[WHAT TO WORK ON] Which lines in the data below contain the word "small"? Return each of them in full.
====================
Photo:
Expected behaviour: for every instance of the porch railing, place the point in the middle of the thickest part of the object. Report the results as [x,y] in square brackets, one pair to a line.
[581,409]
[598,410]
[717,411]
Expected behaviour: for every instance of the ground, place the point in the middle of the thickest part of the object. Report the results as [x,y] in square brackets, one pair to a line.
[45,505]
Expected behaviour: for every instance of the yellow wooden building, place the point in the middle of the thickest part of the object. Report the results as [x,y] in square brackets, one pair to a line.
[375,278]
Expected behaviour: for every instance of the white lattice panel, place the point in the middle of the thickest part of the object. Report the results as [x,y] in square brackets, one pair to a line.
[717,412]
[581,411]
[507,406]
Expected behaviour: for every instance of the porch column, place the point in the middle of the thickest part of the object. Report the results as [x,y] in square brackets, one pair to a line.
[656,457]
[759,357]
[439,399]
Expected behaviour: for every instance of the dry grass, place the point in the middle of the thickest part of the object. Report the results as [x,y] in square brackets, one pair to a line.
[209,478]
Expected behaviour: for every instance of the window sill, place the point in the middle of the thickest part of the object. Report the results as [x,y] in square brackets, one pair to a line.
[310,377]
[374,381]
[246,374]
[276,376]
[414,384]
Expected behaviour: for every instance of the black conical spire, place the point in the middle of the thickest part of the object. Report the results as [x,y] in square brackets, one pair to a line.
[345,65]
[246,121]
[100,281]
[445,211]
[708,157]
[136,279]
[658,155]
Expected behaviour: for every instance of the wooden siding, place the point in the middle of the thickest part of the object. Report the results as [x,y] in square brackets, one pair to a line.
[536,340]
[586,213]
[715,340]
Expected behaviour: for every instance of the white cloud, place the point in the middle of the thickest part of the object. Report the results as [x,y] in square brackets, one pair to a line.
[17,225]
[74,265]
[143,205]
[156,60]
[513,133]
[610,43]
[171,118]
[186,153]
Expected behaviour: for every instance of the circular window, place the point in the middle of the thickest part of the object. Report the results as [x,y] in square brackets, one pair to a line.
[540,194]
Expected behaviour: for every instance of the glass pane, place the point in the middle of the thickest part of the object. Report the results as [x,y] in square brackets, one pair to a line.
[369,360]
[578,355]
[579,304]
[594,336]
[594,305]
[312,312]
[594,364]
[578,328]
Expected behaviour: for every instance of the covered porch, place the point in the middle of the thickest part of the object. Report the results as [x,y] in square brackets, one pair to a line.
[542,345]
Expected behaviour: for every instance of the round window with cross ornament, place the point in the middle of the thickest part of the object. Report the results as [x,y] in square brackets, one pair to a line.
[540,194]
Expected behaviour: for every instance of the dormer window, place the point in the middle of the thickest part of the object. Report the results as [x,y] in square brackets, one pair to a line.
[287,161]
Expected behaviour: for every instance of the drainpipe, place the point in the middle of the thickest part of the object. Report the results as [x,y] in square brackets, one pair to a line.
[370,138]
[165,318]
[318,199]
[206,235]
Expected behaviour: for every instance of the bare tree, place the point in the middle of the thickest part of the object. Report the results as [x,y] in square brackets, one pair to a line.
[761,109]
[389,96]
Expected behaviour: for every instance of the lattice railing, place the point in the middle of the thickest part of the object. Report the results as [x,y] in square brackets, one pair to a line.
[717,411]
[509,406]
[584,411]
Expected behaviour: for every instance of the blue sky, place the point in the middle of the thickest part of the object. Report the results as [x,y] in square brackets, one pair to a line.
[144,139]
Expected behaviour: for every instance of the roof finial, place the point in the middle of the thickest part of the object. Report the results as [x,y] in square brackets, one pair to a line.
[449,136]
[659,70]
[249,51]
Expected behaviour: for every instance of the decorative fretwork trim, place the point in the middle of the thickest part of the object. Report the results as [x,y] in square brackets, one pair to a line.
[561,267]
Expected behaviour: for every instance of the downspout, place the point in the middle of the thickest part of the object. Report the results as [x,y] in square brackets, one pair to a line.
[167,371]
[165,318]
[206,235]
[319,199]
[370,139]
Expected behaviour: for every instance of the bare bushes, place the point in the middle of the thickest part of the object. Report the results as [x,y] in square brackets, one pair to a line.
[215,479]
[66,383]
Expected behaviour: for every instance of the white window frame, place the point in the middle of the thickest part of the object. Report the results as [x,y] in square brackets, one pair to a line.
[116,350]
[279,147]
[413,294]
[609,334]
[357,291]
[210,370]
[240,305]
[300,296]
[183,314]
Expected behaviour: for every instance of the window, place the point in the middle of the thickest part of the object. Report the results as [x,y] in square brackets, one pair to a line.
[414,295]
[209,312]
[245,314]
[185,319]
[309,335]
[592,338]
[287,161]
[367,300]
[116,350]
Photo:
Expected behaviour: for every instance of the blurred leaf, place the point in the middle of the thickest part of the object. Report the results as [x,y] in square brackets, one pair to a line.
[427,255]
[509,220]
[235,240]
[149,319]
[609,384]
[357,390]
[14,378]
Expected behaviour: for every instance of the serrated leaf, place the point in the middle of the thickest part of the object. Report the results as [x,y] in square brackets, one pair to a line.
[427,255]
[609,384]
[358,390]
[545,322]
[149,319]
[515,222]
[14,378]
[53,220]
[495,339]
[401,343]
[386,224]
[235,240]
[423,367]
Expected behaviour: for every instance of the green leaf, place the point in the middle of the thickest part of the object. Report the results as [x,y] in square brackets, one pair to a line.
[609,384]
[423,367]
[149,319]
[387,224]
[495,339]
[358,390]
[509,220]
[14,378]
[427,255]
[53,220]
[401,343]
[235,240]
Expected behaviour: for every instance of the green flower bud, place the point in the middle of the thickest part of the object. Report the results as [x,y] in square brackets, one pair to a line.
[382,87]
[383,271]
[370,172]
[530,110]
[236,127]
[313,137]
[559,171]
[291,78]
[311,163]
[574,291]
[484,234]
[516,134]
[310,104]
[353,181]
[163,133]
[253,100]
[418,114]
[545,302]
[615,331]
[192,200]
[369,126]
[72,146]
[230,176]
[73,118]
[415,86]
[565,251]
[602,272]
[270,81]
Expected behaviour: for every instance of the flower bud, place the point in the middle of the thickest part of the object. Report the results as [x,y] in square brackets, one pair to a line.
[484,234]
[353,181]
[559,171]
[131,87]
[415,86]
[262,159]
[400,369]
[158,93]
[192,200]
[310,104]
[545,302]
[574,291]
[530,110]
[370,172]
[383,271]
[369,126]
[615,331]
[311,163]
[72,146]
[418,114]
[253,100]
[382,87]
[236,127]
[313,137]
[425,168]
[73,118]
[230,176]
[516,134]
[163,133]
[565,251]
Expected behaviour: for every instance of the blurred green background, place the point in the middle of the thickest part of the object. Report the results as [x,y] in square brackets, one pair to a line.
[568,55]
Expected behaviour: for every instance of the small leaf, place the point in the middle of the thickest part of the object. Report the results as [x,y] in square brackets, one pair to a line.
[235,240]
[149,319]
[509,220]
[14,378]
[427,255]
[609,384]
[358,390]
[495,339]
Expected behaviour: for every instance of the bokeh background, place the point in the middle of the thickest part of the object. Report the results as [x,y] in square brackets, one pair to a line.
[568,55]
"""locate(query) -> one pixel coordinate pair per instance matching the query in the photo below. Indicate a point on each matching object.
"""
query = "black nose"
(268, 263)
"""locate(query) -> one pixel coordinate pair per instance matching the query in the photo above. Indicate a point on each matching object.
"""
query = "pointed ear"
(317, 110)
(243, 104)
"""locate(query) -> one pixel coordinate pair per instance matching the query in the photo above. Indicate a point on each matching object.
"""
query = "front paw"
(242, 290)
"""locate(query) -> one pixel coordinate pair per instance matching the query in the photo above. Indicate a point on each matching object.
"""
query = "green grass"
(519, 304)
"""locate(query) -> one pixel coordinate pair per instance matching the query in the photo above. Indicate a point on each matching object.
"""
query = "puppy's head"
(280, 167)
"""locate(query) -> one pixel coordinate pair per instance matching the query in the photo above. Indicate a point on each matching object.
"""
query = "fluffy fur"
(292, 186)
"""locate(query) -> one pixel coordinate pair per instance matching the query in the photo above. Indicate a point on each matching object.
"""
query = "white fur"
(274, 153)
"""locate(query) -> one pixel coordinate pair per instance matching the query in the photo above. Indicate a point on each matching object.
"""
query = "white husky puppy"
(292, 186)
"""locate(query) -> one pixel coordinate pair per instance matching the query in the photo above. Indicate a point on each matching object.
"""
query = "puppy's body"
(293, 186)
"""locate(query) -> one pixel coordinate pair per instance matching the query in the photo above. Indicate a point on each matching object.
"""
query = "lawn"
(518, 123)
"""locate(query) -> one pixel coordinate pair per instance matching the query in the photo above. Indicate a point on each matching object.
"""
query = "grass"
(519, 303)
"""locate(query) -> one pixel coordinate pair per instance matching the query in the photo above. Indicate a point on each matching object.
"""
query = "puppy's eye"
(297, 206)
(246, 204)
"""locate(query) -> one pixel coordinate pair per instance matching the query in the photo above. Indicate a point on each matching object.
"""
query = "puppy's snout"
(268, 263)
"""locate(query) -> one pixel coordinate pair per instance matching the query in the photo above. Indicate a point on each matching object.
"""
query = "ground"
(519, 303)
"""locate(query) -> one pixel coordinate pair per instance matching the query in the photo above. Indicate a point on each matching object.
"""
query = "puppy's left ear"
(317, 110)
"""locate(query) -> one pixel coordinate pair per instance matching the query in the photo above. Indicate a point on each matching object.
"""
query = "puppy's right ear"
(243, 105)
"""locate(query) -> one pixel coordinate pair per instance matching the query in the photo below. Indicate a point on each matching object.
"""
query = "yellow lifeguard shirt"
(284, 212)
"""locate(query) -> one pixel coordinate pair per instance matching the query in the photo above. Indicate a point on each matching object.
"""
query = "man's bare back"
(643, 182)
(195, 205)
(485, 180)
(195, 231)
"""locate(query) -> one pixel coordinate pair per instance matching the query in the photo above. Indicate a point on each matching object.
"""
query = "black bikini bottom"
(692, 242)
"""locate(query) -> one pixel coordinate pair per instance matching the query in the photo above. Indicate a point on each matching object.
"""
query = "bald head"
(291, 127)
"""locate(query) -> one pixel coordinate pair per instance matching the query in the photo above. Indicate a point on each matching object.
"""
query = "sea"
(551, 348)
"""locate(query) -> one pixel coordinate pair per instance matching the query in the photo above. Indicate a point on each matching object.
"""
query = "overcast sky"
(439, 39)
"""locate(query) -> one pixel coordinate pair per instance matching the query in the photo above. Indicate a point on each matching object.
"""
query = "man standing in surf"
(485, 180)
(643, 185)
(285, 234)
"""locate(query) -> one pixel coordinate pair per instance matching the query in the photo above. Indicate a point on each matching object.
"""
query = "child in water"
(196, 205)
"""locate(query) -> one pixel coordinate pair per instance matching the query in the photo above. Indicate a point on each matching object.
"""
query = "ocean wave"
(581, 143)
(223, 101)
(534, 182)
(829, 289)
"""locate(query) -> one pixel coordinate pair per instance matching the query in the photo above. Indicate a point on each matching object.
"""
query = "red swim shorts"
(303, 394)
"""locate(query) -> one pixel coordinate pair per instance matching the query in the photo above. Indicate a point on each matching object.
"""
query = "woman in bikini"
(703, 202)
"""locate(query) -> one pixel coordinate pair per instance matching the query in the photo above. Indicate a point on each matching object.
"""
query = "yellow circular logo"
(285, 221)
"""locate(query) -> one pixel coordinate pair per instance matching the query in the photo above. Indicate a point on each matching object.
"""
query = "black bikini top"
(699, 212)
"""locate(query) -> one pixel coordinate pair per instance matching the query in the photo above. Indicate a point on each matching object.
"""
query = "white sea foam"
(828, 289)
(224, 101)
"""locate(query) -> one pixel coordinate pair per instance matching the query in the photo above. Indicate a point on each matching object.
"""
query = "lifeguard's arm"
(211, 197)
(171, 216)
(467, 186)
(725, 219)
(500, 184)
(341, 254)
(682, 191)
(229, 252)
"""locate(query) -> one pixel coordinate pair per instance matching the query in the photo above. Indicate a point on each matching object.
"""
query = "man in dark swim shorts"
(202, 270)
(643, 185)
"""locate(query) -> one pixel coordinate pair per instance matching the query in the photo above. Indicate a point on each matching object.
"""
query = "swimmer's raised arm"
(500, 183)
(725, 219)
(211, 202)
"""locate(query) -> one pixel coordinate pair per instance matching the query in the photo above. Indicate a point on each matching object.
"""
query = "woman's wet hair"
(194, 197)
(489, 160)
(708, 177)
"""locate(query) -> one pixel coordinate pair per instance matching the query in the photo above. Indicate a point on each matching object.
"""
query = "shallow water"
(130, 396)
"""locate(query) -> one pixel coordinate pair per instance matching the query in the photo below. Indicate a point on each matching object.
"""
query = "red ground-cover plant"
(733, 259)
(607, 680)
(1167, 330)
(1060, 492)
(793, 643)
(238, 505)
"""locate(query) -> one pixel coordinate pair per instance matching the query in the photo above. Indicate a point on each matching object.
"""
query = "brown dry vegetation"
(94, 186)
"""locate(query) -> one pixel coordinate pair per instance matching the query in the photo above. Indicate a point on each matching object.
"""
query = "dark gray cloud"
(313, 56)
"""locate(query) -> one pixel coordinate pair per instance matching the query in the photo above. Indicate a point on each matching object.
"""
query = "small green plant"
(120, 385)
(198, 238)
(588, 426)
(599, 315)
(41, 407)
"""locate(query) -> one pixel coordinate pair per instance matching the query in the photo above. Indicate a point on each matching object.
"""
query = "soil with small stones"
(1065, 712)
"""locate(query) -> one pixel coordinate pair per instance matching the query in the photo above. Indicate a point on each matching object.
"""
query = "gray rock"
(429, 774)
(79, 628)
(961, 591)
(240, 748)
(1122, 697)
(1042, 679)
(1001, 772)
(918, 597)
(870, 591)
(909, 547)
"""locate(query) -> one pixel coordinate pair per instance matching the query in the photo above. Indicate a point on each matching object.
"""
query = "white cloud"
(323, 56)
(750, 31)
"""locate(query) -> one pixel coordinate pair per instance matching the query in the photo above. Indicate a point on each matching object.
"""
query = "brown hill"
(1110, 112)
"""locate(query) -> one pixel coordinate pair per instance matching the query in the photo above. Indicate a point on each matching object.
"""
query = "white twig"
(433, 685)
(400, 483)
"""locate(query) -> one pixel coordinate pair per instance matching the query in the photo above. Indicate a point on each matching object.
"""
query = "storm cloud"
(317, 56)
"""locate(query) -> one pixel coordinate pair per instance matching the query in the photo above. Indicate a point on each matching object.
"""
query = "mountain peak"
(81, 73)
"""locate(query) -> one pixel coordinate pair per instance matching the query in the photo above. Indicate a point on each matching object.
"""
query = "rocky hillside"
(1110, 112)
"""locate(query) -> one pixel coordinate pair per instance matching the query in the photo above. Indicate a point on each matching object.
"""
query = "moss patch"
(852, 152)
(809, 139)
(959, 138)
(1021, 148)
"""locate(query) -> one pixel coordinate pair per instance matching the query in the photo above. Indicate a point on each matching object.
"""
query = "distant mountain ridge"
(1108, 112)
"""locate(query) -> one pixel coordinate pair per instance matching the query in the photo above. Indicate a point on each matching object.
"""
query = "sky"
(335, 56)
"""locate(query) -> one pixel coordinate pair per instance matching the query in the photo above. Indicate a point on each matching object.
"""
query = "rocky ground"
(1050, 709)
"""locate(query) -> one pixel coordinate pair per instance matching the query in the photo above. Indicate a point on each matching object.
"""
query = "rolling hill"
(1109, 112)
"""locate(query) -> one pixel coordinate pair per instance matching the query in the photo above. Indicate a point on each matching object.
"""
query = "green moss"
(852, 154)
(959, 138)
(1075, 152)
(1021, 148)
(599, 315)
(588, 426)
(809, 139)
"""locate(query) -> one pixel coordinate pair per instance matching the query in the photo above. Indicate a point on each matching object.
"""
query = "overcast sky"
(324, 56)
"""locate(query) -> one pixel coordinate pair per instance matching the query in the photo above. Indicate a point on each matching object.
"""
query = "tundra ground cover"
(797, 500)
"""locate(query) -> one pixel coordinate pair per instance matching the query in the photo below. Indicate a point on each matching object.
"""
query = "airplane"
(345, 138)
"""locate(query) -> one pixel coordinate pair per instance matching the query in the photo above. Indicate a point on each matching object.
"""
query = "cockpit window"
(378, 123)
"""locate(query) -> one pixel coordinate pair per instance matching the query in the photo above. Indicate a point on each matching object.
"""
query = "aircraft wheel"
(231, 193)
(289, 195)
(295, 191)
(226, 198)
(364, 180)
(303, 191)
====================
[SOLUTION]
Expected behaviour: for every instance of the small leaf, place the point in the middle of the thickest part of the object. Report the results as [x,y] in square brackets, one pair to a line.
query = "small green plant"
query = "soil with small stones"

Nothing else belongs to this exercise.